>> Begin MATERIAL TO PROCESS

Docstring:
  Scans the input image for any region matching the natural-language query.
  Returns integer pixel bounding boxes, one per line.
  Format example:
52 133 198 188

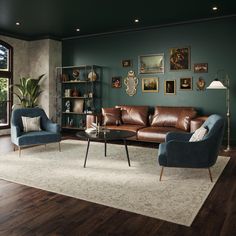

>> End MATERIAL TO PROCESS

→ SHORT TASK: Please convert the material above into a JSON list of strings, one string per line, skipping blank lines and leaving the pictures out.

→ FINISHED EXERCISE:
[
  "Docstring:",
  "  Scans the input image for any region matching the natural-language query.",
  "  Returns integer pixel bounding boxes, one per line.",
  "  Format example:",
  "52 133 198 188"
]